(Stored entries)

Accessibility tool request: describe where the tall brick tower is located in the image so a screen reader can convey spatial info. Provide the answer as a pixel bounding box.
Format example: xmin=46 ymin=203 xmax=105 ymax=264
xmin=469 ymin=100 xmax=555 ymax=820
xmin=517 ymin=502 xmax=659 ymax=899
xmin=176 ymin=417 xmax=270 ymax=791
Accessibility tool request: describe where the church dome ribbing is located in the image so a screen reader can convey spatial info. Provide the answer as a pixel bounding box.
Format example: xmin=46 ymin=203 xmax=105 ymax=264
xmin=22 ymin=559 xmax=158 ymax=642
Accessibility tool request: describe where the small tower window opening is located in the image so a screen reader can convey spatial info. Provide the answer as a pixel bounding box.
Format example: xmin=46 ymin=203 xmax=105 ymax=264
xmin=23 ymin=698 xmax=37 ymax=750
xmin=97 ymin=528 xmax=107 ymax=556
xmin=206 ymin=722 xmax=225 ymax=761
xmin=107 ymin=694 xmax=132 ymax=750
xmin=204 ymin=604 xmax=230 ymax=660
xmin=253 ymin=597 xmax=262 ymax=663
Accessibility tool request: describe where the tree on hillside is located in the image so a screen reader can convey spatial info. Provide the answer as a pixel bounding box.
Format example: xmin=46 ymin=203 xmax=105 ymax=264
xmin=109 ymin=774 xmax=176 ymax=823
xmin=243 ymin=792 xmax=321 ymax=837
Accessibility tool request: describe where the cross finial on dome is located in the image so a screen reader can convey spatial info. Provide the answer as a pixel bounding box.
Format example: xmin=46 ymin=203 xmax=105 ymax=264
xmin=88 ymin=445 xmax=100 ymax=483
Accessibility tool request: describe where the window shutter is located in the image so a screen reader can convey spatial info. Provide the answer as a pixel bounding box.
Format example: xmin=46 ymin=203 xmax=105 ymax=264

EXERCISE PROMPT>
Output the lines of the listing as a numbered list, starting at the line that contains "Accessibility tool request: describe where the church" and ending at the last line of the listing, and omit blank lines.

EXERCISE OUTPUT>
1. Accessibility tool request: describe where the church dome ribbing is located in the image so a screen reader can convey spatial info. Provide the answer as a pixel bounding box.
2. Format example: xmin=46 ymin=203 xmax=105 ymax=264
3. xmin=22 ymin=559 xmax=158 ymax=642
4. Accessibility tool request: describe where the small tower window opening is located in the image so a screen reader can convey spatial info. Provide the answer as a pixel bounding box.
5. Format example: xmin=46 ymin=203 xmax=105 ymax=264
6. xmin=23 ymin=698 xmax=37 ymax=750
7. xmin=97 ymin=528 xmax=107 ymax=556
8. xmin=206 ymin=722 xmax=225 ymax=761
9. xmin=107 ymin=694 xmax=132 ymax=750
10. xmin=204 ymin=604 xmax=230 ymax=660
11. xmin=253 ymin=597 xmax=262 ymax=663
12. Accessibility tool request: describe where the tree on hillside is located in the image so a screen reader can convey spatial info. Provide the answer as a pixel bounding box.
13. Format example: xmin=46 ymin=203 xmax=105 ymax=264
14. xmin=109 ymin=774 xmax=176 ymax=823
15. xmin=243 ymin=792 xmax=321 ymax=837
16. Accessibility tool request: describe where the cross finial on dome is located in the image so a screen reader can convey spatial info. Provide the answer as a pixel bounding box.
17. Format example: xmin=46 ymin=203 xmax=105 ymax=264
18. xmin=88 ymin=445 xmax=100 ymax=483
19. Accessibility tool request: describe where the window shutter is located in the image so a screen reader can convey spatial info. Provide the answer as a pixel bounding box.
20. Format example: xmin=46 ymin=203 xmax=105 ymax=264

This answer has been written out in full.